__Exercise prompt__
Return all of the data exactly, with nothing left out but the pictures.

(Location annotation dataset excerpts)
[START]

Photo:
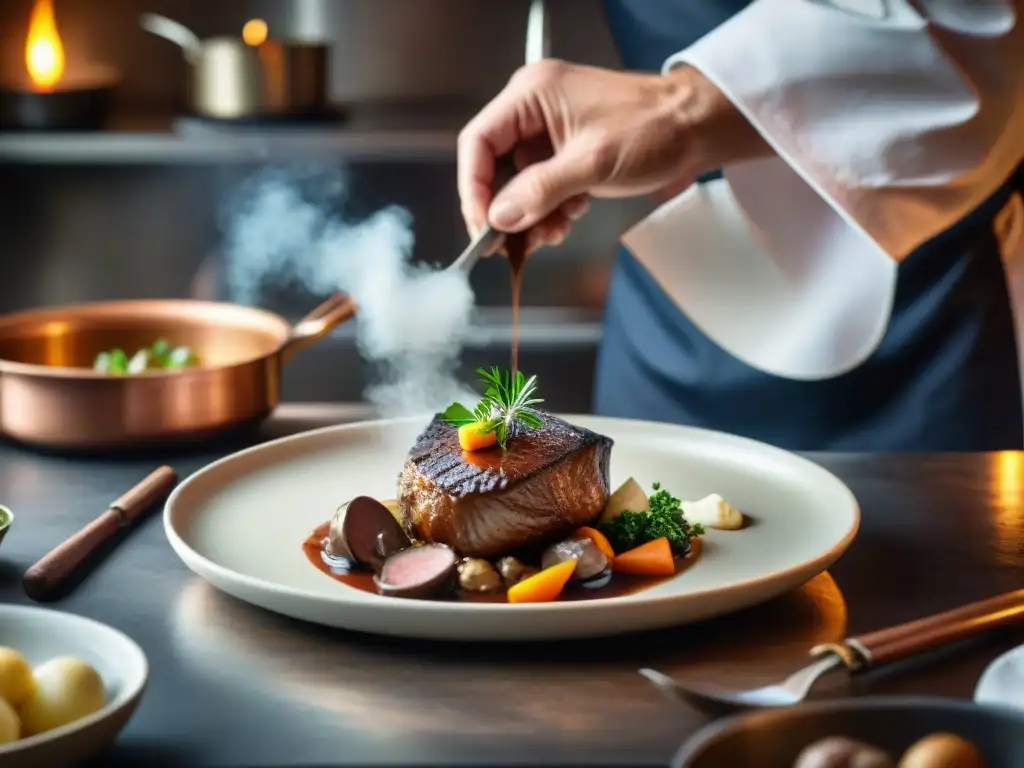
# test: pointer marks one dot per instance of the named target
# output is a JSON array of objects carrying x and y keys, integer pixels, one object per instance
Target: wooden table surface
[{"x": 231, "y": 685}]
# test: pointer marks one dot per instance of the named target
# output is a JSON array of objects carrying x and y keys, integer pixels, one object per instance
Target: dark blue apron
[{"x": 944, "y": 378}]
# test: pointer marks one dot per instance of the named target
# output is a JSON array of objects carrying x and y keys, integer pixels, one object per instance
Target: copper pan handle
[
  {"x": 317, "y": 324},
  {"x": 895, "y": 643}
]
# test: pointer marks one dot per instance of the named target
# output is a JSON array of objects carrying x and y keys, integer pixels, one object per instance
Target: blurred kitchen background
[{"x": 136, "y": 209}]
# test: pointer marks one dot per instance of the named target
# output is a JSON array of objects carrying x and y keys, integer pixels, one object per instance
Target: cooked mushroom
[
  {"x": 514, "y": 570},
  {"x": 590, "y": 560},
  {"x": 365, "y": 531},
  {"x": 840, "y": 752},
  {"x": 479, "y": 576},
  {"x": 418, "y": 571}
]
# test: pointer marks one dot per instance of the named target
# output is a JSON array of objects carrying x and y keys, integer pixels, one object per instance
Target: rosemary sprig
[{"x": 507, "y": 400}]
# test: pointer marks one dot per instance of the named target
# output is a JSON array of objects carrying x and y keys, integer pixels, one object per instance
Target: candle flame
[
  {"x": 254, "y": 33},
  {"x": 43, "y": 50}
]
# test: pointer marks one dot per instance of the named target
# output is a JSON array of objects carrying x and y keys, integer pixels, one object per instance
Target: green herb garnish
[
  {"x": 664, "y": 518},
  {"x": 508, "y": 400},
  {"x": 160, "y": 356}
]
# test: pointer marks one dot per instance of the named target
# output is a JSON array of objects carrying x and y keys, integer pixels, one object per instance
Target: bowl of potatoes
[
  {"x": 882, "y": 732},
  {"x": 68, "y": 686}
]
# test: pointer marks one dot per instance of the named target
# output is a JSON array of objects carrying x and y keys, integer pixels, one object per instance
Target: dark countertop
[{"x": 231, "y": 685}]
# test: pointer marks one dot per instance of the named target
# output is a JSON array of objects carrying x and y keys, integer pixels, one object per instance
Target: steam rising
[{"x": 287, "y": 227}]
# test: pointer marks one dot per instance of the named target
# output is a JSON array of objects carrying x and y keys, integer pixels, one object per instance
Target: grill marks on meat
[{"x": 488, "y": 503}]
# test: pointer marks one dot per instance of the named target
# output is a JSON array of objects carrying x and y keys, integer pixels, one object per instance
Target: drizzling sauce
[
  {"x": 515, "y": 247},
  {"x": 614, "y": 585}
]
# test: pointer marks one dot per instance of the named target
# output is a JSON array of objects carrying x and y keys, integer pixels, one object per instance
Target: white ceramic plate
[
  {"x": 1003, "y": 681},
  {"x": 240, "y": 523},
  {"x": 41, "y": 635}
]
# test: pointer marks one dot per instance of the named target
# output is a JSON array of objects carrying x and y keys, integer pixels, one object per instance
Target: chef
[{"x": 847, "y": 271}]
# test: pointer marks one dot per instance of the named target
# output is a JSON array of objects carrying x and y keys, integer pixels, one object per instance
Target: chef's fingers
[
  {"x": 526, "y": 154},
  {"x": 556, "y": 226},
  {"x": 512, "y": 117},
  {"x": 543, "y": 187}
]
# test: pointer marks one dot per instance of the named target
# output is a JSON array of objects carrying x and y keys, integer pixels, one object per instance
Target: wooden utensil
[
  {"x": 857, "y": 653},
  {"x": 44, "y": 580}
]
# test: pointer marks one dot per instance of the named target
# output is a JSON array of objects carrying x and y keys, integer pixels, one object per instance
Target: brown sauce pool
[{"x": 615, "y": 585}]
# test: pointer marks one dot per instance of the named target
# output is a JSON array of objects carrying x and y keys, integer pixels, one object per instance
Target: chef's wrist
[{"x": 715, "y": 132}]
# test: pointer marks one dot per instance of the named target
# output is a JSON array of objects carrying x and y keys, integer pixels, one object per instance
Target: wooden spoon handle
[
  {"x": 894, "y": 643},
  {"x": 48, "y": 574},
  {"x": 45, "y": 577}
]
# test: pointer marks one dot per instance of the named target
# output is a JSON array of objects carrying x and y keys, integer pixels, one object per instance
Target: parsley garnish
[
  {"x": 507, "y": 401},
  {"x": 664, "y": 518}
]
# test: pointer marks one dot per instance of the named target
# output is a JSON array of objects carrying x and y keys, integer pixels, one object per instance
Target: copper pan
[{"x": 51, "y": 397}]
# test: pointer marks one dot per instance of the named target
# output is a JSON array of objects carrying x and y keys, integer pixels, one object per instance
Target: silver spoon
[
  {"x": 489, "y": 239},
  {"x": 855, "y": 654},
  {"x": 538, "y": 47}
]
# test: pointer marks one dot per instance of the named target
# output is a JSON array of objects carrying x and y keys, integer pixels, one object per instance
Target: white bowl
[{"x": 40, "y": 635}]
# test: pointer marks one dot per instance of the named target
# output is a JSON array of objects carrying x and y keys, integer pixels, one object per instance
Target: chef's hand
[{"x": 583, "y": 131}]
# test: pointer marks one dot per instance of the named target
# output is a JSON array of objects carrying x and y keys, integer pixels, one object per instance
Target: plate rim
[
  {"x": 988, "y": 675},
  {"x": 131, "y": 694},
  {"x": 819, "y": 563}
]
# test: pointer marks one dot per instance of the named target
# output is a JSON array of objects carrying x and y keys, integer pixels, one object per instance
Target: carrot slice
[
  {"x": 652, "y": 558},
  {"x": 543, "y": 587},
  {"x": 471, "y": 437},
  {"x": 599, "y": 539}
]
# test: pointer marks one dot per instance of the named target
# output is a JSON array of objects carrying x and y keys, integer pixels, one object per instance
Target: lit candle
[{"x": 43, "y": 49}]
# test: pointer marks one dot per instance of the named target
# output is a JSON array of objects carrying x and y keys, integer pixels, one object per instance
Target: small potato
[
  {"x": 10, "y": 726},
  {"x": 630, "y": 497},
  {"x": 479, "y": 576},
  {"x": 713, "y": 512},
  {"x": 942, "y": 751},
  {"x": 67, "y": 689},
  {"x": 15, "y": 677},
  {"x": 839, "y": 752}
]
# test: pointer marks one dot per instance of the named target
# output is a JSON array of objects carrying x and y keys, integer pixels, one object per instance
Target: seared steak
[{"x": 486, "y": 503}]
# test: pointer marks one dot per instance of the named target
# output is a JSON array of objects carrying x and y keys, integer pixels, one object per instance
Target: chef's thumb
[{"x": 539, "y": 189}]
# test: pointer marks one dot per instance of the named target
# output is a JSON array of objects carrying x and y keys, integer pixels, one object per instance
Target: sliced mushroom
[
  {"x": 479, "y": 576},
  {"x": 840, "y": 752},
  {"x": 365, "y": 531},
  {"x": 590, "y": 560},
  {"x": 514, "y": 570},
  {"x": 423, "y": 571}
]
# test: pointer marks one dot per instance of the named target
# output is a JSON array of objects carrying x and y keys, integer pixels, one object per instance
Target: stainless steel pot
[{"x": 231, "y": 79}]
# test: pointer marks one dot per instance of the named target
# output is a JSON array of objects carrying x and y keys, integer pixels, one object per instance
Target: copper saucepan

[END]

__Answer to the task__
Photo:
# test: pointer marks one dot per instance of the named target
# output is a JSON array of objects carrying x and y keys, integer pixels, one object per instance
Target: wooden table surface
[{"x": 231, "y": 685}]
# test: pointer marks one dot per instance of the named target
# output is a JSON array of objects carrying x and y keys, integer pixels, one object per instance
Target: dark blue apron
[{"x": 944, "y": 378}]
# test: pointer marks one dot per instance of the named target
# output is a JSON array of objects carrying x and y keys, integer pixels, one object per instance
Target: copper pan handle
[
  {"x": 317, "y": 324},
  {"x": 895, "y": 643}
]
# test: pointer marks one dot per instance of the named target
# output is a JSON array of objects carrying x and y keys, integer pixels, one object per instance
Target: blurred kitchen background
[{"x": 136, "y": 209}]
# test: pointer marks one dot per instance of the named target
# output is a JSON array of objects carrying x and y keys, integer pixels, one object per instance
Target: cooked mushroom
[
  {"x": 514, "y": 570},
  {"x": 590, "y": 560},
  {"x": 365, "y": 531},
  {"x": 840, "y": 752},
  {"x": 479, "y": 576},
  {"x": 418, "y": 571}
]
# test: pointer marks one dot per instance of the named target
# output is a JSON array of objects carrying x and y keys, integer pixels, one object per instance
Target: rosemary sprig
[{"x": 507, "y": 400}]
# test: pointer marks one dot per instance of the named target
# output is a JSON array of objects carrying x and y keys, integer pixels, one object per instance
Target: candle flame
[
  {"x": 254, "y": 33},
  {"x": 43, "y": 50}
]
# test: pointer marks one dot per instance of the named target
# output is a JSON array of objects carrying x and y keys, integer pixels, one object per instance
Target: green herb garnish
[
  {"x": 664, "y": 518},
  {"x": 508, "y": 400},
  {"x": 160, "y": 356}
]
# test: pointer marks one dot per instance of the named target
# output is a JSON array of objects carrying x and y keys, integer pixels, one object per instance
Target: bowl of potatoes
[
  {"x": 882, "y": 732},
  {"x": 68, "y": 686}
]
# test: pointer marks one dot per instance of the named target
# output is a JSON array of objects carrying x and y keys, integer pixels, one object per instance
Target: dark countertop
[{"x": 231, "y": 685}]
# test: pointer marks one dot per instance of the named target
# output is a JSON array of objects carrying x and y keys, integer pixels, one object per instance
Target: steam rising
[{"x": 287, "y": 227}]
# test: pointer marks one dot per instance of the named target
# output is a JSON array of objects carrying x and y keys, integer pixels, one object per instance
Target: grill marks on meat
[{"x": 488, "y": 503}]
# test: pointer marks one dot per instance of the named target
# output is a JSON array of objects carrying x and y keys, integer pixels, one object per instance
Target: drizzling sauce
[
  {"x": 515, "y": 247},
  {"x": 614, "y": 585}
]
# test: pointer marks one dot per instance of the named target
# output is a JSON array of objects carrying x and y keys, integer pixels, one object per instance
Target: white ceramic plate
[
  {"x": 1003, "y": 681},
  {"x": 240, "y": 523},
  {"x": 41, "y": 635}
]
# test: pointer marks one dot per instance of the named target
# output is a JSON array of objects carrying x and y keys, integer pixels, one object per instance
Target: chef
[{"x": 847, "y": 271}]
# test: pointer marks one dot per instance of the named target
# output is a JSON array of objects carrying x and y keys, integer pixels, one object per instance
Target: chef's fingers
[
  {"x": 526, "y": 154},
  {"x": 556, "y": 226},
  {"x": 512, "y": 117},
  {"x": 543, "y": 187}
]
# test: pointer marks one dot per instance of the named target
# output is a JSON array of objects carrying x and y keys, integer pixels, one object per instance
Target: wooden utensil
[
  {"x": 857, "y": 653},
  {"x": 44, "y": 580}
]
# test: pointer marks one dot per instance of the named target
# output is a JSON array of objects carrying x and y keys, integer pixels, one object per instance
Target: brown sauce pool
[{"x": 615, "y": 585}]
# test: pointer marks one dot per instance of the named target
# output is a JSON array of objects carrying x and y keys, integer pixels, one object per instance
Target: chef's wrist
[{"x": 715, "y": 132}]
# test: pointer marks one dot per instance of the named target
# output is a JSON array of objects carrying x and y keys, integer pixels, one object per instance
Target: wooden spoon handle
[
  {"x": 894, "y": 643},
  {"x": 48, "y": 574},
  {"x": 45, "y": 577}
]
# test: pointer marks one dot per instance of the named target
# output is a JSON array of objects carrying x and y keys, integer pixels, one object per instance
Target: parsley garnish
[
  {"x": 507, "y": 401},
  {"x": 664, "y": 518}
]
# test: pointer marks one dot per instance of the named target
# output is a JSON array of objects carrying x and y keys, integer pixels, one object per instance
Target: copper pan
[{"x": 51, "y": 397}]
# test: pointer marks one dot per instance of the named target
# output is a JSON array of objects carrying x and y keys, integer pixels, one object per instance
Target: silver spoon
[
  {"x": 489, "y": 239},
  {"x": 855, "y": 654},
  {"x": 538, "y": 47}
]
# test: pointer marks one dot per instance of the named target
# output is a JSON array of objects carrying x and y keys, integer pixels, one object per instance
Target: white bowl
[{"x": 40, "y": 635}]
# test: pointer marks one dot per instance of the named target
# output is a JSON array of objects carrying x and y keys, integer pixels, one object per instance
Target: chef's hand
[{"x": 583, "y": 131}]
# test: pointer marks one dot per instance of the named target
# output is a JSON array of objects carrying x and y keys, integer pixels, one object per instance
Target: plate rim
[
  {"x": 988, "y": 675},
  {"x": 131, "y": 694},
  {"x": 819, "y": 563}
]
# test: pointer marks one dot per instance of the named target
# output is a JSON array of objects carrying x and y keys, integer pixels, one object per instance
Target: carrot slice
[
  {"x": 652, "y": 558},
  {"x": 543, "y": 587},
  {"x": 471, "y": 437},
  {"x": 599, "y": 539}
]
# test: pointer marks one dot per instance of the named target
# output is a JSON array of objects carrying x and y keys, integer pixels, one object per instance
Target: lit candle
[{"x": 43, "y": 49}]
# test: pointer marks one dot per instance of the named target
# output is a JSON array of objects carrying x and y keys, integer pixels, one object per instance
Target: small potato
[
  {"x": 10, "y": 726},
  {"x": 630, "y": 497},
  {"x": 479, "y": 576},
  {"x": 713, "y": 512},
  {"x": 942, "y": 751},
  {"x": 67, "y": 689},
  {"x": 15, "y": 677},
  {"x": 839, "y": 752}
]
# test: pointer marks one dot per instance of the named target
# output is a JSON array of objects carrying x and y keys, integer pixels, one object per instance
Target: seared steak
[{"x": 486, "y": 503}]
# test: pointer marks one dot per instance of the named target
# output is a JSON array of objects carrying x and y keys, integer pixels, one object per instance
Target: chef's thumb
[{"x": 539, "y": 189}]
# test: pointer marks one dot per instance of the named target
# output is a JSON array of objects carrying x and y keys, integer pixels, one object per instance
Target: sliced mushroom
[
  {"x": 479, "y": 576},
  {"x": 840, "y": 752},
  {"x": 365, "y": 531},
  {"x": 590, "y": 560},
  {"x": 514, "y": 570},
  {"x": 423, "y": 571}
]
# test: pointer marks one dot per instance of the named target
# output is a JSON array of objects carrying x and y keys, integer pixels, one object per instance
Target: stainless steel pot
[{"x": 231, "y": 79}]
# test: pointer marks one dot per instance of the named target
# output is a JSON array of objects carrying x and y keys, integer pixels, one object per instance
Target: copper saucepan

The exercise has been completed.